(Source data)
________________________

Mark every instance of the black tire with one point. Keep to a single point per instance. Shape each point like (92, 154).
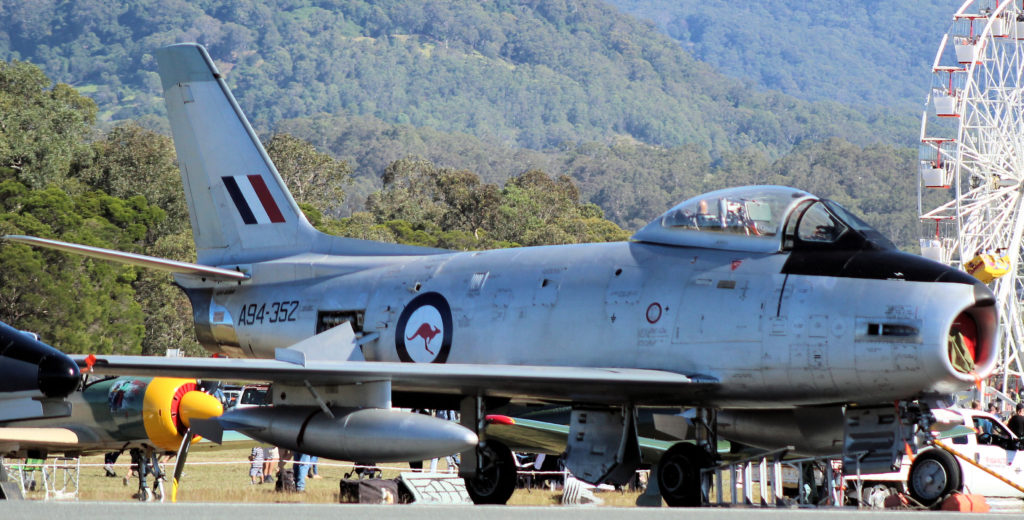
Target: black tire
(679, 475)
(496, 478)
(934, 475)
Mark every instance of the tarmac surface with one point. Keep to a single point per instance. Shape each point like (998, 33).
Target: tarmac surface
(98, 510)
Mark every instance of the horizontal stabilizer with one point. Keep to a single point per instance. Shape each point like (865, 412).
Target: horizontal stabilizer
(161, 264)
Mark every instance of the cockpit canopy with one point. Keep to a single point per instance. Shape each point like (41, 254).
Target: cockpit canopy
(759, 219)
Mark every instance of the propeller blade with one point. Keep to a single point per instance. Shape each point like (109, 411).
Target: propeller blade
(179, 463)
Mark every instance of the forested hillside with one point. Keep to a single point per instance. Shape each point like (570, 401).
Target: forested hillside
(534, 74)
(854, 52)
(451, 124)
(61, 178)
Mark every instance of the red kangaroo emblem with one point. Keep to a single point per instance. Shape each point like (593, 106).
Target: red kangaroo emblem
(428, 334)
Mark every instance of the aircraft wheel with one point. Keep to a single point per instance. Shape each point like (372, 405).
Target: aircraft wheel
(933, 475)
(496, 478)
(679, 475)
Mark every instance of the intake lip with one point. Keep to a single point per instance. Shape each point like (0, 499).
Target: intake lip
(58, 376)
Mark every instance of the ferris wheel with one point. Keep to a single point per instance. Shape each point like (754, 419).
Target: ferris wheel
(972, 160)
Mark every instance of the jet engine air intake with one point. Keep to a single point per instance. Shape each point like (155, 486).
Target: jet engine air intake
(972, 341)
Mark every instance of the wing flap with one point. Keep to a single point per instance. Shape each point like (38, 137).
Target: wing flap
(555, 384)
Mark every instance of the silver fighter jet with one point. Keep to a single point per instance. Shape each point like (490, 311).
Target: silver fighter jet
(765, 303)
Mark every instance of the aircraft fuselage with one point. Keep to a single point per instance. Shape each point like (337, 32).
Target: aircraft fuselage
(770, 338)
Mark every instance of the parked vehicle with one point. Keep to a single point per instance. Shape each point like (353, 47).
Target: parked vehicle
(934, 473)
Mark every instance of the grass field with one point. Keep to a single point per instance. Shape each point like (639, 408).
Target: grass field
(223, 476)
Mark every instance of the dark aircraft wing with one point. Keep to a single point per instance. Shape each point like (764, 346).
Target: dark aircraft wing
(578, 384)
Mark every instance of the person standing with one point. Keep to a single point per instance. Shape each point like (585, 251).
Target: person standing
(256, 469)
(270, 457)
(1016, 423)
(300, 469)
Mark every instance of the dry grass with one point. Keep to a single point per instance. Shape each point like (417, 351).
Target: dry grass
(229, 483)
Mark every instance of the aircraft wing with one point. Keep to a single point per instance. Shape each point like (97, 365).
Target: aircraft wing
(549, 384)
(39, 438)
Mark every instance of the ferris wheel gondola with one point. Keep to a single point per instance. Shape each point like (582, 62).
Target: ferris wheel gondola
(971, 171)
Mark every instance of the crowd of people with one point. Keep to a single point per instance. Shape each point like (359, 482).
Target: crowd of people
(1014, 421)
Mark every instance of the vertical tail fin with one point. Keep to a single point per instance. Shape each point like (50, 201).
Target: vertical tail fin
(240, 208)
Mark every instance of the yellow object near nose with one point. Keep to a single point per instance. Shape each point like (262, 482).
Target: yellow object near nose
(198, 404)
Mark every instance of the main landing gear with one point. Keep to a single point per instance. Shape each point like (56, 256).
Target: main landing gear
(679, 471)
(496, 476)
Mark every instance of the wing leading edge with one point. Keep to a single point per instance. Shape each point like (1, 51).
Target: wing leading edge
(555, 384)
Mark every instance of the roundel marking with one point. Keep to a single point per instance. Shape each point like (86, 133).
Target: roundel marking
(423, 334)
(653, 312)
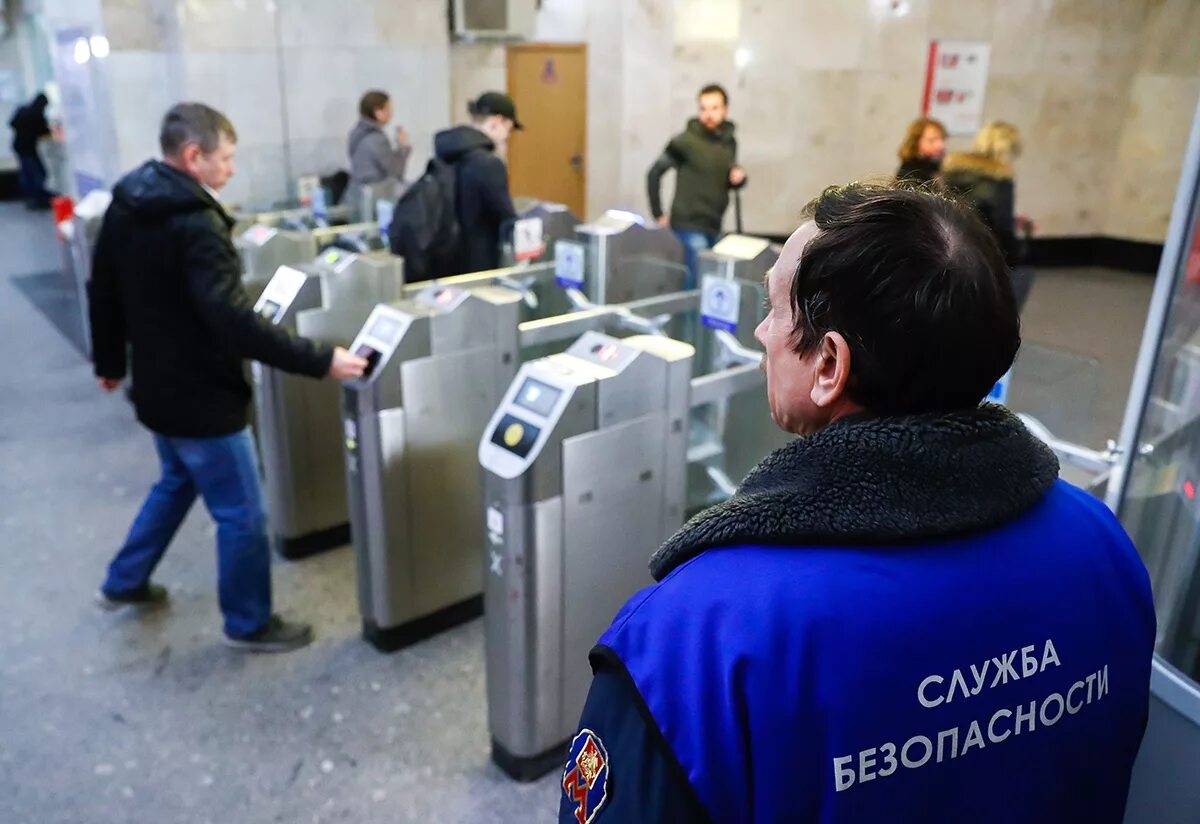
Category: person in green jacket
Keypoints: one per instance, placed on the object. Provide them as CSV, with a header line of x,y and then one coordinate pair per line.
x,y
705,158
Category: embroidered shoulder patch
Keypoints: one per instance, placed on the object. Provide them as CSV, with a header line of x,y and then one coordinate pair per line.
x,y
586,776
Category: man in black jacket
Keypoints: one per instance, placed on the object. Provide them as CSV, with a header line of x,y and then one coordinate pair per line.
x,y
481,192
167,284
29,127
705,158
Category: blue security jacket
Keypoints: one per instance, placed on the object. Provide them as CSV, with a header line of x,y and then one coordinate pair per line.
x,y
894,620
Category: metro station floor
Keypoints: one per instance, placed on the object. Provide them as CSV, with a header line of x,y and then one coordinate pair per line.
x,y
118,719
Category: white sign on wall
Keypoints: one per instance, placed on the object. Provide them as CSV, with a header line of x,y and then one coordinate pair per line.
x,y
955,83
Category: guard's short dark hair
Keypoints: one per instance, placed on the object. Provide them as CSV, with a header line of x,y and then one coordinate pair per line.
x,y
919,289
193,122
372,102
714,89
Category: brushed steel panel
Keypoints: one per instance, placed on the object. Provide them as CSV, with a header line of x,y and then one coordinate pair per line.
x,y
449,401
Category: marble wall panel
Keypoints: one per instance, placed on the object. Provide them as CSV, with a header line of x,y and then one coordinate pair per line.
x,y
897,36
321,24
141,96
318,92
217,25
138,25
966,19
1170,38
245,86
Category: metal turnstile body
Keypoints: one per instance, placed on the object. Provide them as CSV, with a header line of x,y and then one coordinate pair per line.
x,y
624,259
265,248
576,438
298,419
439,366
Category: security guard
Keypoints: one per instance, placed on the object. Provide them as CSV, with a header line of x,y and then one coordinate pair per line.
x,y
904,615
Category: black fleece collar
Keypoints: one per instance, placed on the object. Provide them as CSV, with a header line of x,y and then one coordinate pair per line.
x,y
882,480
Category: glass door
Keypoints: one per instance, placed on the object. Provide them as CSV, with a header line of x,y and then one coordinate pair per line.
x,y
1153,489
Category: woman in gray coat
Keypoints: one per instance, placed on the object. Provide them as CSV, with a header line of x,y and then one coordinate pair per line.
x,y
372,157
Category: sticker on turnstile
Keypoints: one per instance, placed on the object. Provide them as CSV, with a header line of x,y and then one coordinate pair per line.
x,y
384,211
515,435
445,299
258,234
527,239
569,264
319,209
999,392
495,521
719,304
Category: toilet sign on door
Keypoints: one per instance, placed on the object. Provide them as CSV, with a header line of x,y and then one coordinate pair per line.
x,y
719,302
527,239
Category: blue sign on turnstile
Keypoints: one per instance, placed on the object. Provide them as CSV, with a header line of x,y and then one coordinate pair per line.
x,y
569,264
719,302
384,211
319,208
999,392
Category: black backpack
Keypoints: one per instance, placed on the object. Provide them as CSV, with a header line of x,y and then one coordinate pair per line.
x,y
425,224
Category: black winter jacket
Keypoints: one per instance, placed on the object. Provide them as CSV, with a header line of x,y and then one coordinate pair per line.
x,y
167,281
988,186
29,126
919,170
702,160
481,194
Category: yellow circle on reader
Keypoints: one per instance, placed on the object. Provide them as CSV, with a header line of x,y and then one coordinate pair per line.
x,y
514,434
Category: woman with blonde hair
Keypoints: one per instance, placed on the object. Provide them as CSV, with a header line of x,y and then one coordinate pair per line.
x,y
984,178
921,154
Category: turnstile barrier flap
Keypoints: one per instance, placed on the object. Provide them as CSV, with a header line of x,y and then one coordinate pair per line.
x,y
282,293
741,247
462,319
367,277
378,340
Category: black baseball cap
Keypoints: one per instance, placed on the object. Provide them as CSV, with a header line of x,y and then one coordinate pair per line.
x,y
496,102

________________________

TASK PROMPT:
From the records above, tally every line that includes the word "woman" and reply with the total by itself.

EXPECTED OUTPUT:
2